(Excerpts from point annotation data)

^^^^^^^^^^^^^^^^

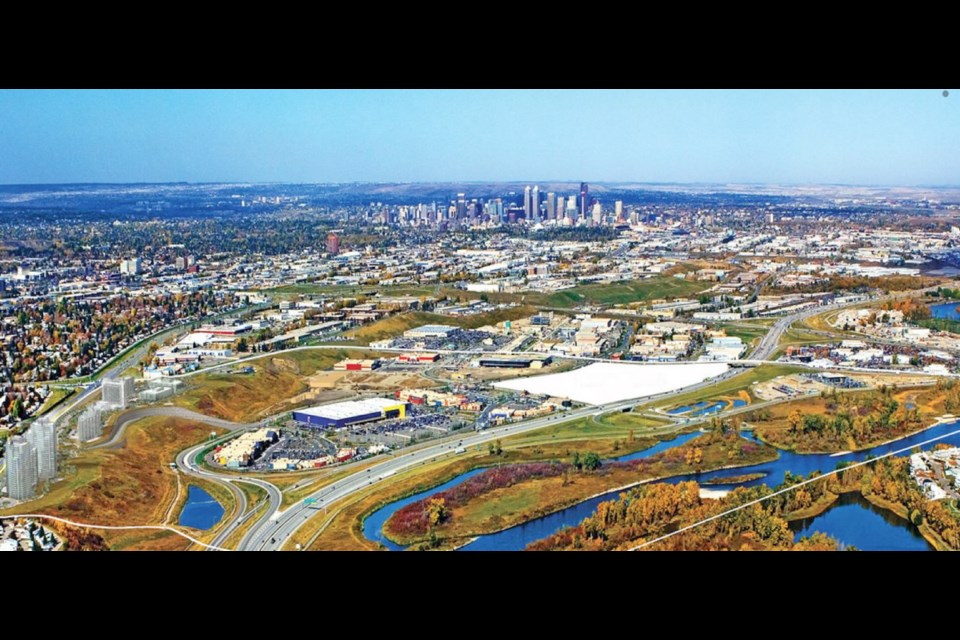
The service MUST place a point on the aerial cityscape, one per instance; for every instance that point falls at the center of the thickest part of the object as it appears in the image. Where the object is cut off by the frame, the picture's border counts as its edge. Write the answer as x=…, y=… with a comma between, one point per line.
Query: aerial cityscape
x=352, y=321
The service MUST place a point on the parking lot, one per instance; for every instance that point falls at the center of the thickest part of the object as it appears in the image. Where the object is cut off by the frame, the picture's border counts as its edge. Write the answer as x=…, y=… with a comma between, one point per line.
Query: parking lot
x=296, y=443
x=462, y=340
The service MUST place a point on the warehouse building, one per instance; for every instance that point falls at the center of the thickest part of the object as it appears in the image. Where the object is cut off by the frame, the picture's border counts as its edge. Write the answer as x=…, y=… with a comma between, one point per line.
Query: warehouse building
x=344, y=414
x=356, y=365
x=418, y=358
x=431, y=331
x=515, y=362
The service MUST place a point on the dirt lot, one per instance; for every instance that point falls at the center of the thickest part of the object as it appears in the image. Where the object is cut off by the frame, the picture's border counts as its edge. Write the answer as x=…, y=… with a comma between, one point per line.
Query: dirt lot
x=353, y=381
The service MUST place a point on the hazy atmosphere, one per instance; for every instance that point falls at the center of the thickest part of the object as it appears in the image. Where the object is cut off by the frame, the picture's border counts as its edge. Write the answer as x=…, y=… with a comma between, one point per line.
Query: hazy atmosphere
x=855, y=137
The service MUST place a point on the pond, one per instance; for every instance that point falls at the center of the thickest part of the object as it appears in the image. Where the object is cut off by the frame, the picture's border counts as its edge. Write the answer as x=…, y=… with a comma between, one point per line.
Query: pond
x=201, y=511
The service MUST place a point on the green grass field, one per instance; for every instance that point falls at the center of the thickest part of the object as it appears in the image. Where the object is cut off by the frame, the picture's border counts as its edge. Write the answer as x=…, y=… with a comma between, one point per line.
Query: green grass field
x=728, y=387
x=393, y=326
x=618, y=293
x=607, y=427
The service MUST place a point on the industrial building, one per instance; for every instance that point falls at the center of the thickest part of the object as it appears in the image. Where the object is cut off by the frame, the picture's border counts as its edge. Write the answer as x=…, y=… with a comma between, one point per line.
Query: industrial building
x=430, y=331
x=344, y=414
x=21, y=469
x=431, y=397
x=119, y=392
x=356, y=365
x=515, y=362
x=224, y=330
x=43, y=436
x=418, y=358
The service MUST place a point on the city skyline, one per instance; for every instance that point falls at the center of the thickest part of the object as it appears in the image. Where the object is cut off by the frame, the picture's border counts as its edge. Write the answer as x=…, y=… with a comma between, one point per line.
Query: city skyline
x=683, y=136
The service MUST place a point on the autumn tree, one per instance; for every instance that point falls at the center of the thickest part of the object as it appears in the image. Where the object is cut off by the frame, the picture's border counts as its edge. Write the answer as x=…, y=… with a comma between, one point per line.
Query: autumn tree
x=436, y=511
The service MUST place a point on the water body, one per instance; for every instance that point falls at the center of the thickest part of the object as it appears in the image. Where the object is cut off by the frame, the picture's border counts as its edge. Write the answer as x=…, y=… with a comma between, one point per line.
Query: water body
x=518, y=537
x=947, y=310
x=854, y=521
x=201, y=511
x=706, y=408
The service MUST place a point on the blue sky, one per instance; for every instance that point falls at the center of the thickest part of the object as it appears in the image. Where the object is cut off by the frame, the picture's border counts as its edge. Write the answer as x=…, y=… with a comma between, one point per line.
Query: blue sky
x=904, y=137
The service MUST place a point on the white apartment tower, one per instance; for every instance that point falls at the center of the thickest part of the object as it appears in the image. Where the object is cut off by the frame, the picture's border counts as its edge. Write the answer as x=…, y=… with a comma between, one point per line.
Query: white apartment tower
x=43, y=436
x=90, y=423
x=118, y=393
x=21, y=469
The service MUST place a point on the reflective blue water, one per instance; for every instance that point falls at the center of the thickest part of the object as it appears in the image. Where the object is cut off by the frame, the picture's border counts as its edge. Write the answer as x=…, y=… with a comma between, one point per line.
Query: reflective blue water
x=688, y=407
x=517, y=538
x=854, y=521
x=373, y=525
x=201, y=511
x=946, y=310
x=705, y=408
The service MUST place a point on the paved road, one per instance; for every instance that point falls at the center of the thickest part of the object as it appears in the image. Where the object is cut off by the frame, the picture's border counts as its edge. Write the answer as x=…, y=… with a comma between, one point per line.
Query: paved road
x=274, y=527
x=273, y=531
x=186, y=463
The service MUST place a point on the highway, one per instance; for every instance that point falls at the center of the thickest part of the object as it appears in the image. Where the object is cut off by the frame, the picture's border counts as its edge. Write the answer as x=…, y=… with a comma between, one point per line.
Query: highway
x=275, y=529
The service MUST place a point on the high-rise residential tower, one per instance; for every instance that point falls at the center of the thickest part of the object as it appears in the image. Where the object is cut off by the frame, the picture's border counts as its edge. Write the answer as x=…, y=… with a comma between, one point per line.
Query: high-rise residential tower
x=21, y=468
x=43, y=436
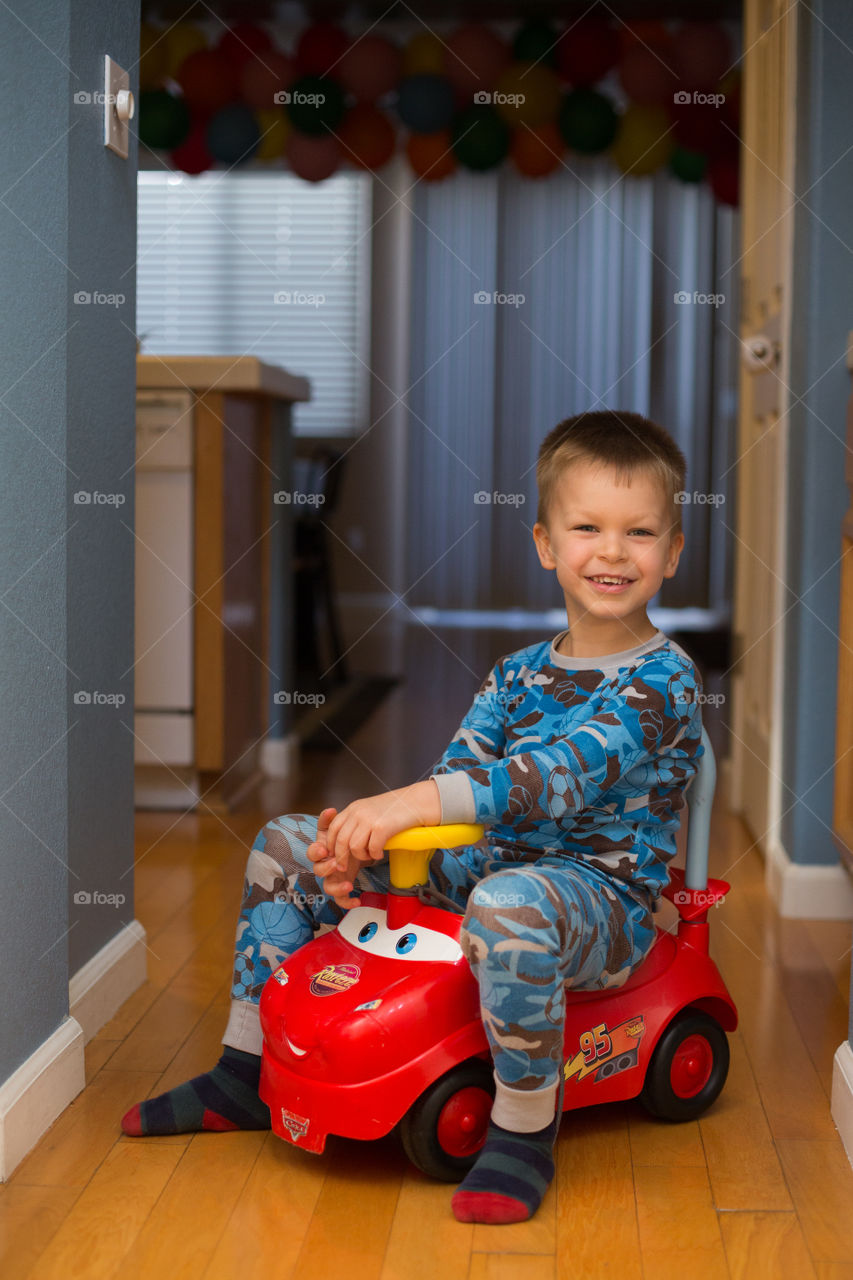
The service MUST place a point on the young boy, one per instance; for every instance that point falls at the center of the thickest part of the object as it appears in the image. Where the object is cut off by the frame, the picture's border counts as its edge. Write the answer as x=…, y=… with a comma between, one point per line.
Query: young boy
x=574, y=754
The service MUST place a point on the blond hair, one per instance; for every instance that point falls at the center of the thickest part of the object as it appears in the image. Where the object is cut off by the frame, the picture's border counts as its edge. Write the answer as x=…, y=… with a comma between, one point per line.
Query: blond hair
x=625, y=442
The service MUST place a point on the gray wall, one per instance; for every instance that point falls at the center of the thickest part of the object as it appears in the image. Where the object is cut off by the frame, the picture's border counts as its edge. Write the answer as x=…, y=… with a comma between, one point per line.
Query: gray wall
x=67, y=385
x=820, y=385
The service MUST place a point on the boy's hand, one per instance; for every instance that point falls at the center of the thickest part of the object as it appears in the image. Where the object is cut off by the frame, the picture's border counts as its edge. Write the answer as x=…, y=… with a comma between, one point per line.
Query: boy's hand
x=365, y=826
x=337, y=882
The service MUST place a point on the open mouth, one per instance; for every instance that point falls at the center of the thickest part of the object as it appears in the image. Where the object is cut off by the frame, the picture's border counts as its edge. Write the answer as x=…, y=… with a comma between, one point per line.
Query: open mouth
x=610, y=581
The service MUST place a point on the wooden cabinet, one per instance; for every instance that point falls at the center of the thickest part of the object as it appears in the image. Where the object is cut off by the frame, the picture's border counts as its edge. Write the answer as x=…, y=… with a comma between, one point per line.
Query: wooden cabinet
x=213, y=572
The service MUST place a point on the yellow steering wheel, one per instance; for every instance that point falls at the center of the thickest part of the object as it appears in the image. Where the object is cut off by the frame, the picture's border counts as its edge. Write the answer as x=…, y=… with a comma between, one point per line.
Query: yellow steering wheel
x=410, y=850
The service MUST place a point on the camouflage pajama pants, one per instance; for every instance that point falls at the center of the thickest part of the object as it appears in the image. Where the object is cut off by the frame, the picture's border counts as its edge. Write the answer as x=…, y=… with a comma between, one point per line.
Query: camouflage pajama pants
x=532, y=928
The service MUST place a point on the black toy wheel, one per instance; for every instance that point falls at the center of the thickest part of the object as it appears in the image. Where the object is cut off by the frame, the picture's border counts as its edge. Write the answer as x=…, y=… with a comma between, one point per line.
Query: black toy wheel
x=445, y=1129
x=688, y=1068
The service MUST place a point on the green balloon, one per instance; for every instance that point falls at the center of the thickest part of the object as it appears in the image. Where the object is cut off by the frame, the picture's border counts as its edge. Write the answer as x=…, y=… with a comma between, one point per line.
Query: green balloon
x=536, y=42
x=480, y=138
x=164, y=119
x=587, y=120
x=315, y=105
x=688, y=165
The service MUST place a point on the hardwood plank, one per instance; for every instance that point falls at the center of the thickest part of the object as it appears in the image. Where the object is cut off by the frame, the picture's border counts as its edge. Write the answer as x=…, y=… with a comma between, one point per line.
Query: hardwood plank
x=511, y=1266
x=597, y=1228
x=765, y=1247
x=30, y=1217
x=270, y=1219
x=743, y=1164
x=181, y=1234
x=109, y=1212
x=821, y=1187
x=425, y=1239
x=678, y=1226
x=361, y=1187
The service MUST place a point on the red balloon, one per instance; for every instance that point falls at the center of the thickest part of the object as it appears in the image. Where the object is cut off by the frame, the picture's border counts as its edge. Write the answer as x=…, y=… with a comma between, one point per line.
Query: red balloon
x=366, y=136
x=320, y=48
x=242, y=41
x=537, y=152
x=724, y=178
x=370, y=68
x=702, y=54
x=313, y=159
x=587, y=51
x=648, y=76
x=263, y=77
x=192, y=155
x=432, y=155
x=474, y=58
x=208, y=80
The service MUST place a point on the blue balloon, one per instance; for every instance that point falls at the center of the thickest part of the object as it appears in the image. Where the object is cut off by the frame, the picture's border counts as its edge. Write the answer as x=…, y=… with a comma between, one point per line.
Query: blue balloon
x=425, y=103
x=233, y=135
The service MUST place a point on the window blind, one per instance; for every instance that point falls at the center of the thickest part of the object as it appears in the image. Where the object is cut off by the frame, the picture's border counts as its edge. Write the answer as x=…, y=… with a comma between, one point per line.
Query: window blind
x=268, y=265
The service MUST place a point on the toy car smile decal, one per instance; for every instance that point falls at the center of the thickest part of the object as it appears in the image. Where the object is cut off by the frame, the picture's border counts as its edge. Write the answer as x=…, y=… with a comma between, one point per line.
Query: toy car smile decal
x=607, y=1051
x=365, y=927
x=334, y=978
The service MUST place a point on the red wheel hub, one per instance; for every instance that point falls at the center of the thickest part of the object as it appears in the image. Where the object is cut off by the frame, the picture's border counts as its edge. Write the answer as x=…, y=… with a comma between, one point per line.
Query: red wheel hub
x=464, y=1121
x=692, y=1066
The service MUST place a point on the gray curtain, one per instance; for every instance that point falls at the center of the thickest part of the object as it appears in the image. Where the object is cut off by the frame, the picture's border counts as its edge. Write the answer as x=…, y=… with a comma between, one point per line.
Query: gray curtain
x=587, y=268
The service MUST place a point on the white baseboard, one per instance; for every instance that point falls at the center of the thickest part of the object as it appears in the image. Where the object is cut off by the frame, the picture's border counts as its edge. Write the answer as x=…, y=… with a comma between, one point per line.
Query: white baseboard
x=39, y=1091
x=842, y=1105
x=101, y=986
x=279, y=755
x=807, y=892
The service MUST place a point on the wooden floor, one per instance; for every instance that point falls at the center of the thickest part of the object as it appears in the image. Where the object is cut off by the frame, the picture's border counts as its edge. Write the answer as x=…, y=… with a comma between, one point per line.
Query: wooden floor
x=760, y=1187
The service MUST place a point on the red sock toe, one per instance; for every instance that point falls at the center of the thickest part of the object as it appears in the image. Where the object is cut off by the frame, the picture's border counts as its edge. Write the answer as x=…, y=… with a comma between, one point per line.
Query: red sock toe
x=132, y=1121
x=488, y=1207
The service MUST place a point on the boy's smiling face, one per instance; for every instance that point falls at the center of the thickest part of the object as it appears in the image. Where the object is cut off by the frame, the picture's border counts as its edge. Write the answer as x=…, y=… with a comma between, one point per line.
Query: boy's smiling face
x=601, y=529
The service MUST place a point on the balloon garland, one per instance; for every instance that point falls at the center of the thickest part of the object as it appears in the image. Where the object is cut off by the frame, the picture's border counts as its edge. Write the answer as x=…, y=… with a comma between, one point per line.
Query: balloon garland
x=468, y=100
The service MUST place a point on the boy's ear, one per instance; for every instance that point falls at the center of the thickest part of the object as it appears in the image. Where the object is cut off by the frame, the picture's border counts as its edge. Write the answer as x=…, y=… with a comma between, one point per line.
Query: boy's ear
x=543, y=547
x=674, y=554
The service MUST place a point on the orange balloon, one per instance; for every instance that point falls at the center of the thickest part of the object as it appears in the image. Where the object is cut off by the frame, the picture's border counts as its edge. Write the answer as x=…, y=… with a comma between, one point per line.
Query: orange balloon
x=366, y=136
x=537, y=152
x=432, y=155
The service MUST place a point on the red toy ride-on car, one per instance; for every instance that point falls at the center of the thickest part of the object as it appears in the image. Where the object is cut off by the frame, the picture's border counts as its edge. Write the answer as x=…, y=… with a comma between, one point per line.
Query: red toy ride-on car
x=377, y=1023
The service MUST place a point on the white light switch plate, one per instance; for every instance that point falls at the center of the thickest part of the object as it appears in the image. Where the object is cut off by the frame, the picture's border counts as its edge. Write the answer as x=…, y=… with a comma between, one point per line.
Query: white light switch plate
x=118, y=106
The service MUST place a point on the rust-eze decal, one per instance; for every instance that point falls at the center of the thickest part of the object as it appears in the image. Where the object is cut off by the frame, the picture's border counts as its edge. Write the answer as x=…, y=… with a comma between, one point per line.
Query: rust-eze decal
x=296, y=1125
x=601, y=1045
x=334, y=978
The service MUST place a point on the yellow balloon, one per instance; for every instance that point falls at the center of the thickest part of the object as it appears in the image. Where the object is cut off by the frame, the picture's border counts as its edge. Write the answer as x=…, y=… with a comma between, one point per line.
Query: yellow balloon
x=424, y=54
x=276, y=129
x=528, y=94
x=644, y=141
x=153, y=55
x=182, y=40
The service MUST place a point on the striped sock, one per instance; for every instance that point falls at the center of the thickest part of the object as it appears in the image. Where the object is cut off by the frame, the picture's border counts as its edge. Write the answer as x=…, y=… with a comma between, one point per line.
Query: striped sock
x=512, y=1173
x=223, y=1098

^^^^^^^^^^^^^^^^

→ **Short problem**
Update the data from the line with "The service MUST place a point on the autumn" to the line with "x=904, y=137", replacing "water body" with "lake" and keeping everything else unchanged. Give back only those lines.

→ **Solution for this exercise**
The service MUST place a point on the autumn tree, one per instance; for every instance that point falls at the center of the thickest part of the object as it appears in the image. Where the object is cut off by the frame, the picture's border counts as its edge. Write the answer as x=…, y=… with a comma between, one point per line.
Query: autumn tree
x=436, y=511
The service MUST place a point on the lake, one per instance; for every instance that point falls at the center of the thickest part of the object as it appears in the image. Where the object is cut off by the frame, the picture's border counts as its edge. Write the answer as x=…, y=… with a comma between, one point per line.
Query: lake
x=518, y=537
x=947, y=310
x=854, y=521
x=201, y=511
x=706, y=408
The service MUST place a point on the blue sky, one per instance; for every instance that point falls at the center of the thickest part of the object as it appears in the image. Where the object is cut off by the frame, the picture's border counts as its edge. Write the answer as x=…, y=… with a comma between, one point per line.
Query: blue sky
x=904, y=137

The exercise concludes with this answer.